Content starts
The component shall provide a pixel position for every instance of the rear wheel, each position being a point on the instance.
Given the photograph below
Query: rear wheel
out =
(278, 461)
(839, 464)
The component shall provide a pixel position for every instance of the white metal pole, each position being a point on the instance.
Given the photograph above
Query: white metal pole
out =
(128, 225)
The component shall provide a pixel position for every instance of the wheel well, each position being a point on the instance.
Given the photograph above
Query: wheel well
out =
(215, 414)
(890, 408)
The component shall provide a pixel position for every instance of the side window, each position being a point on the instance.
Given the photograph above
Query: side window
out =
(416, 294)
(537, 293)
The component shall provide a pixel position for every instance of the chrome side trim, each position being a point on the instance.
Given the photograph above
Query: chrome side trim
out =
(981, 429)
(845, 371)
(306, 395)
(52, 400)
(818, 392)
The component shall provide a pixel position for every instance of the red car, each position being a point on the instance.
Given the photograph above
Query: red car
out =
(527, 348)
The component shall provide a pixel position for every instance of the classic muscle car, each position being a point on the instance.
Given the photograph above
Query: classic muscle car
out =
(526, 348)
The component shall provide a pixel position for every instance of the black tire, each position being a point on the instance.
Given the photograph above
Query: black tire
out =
Content ends
→ **Action item**: Show each line from the listing above that includes the word "trim".

→ **Expected answer**:
The component shall provide a pixel position for every instance of the chrome side trim, each position being a point on the instance.
Query: chrome side trim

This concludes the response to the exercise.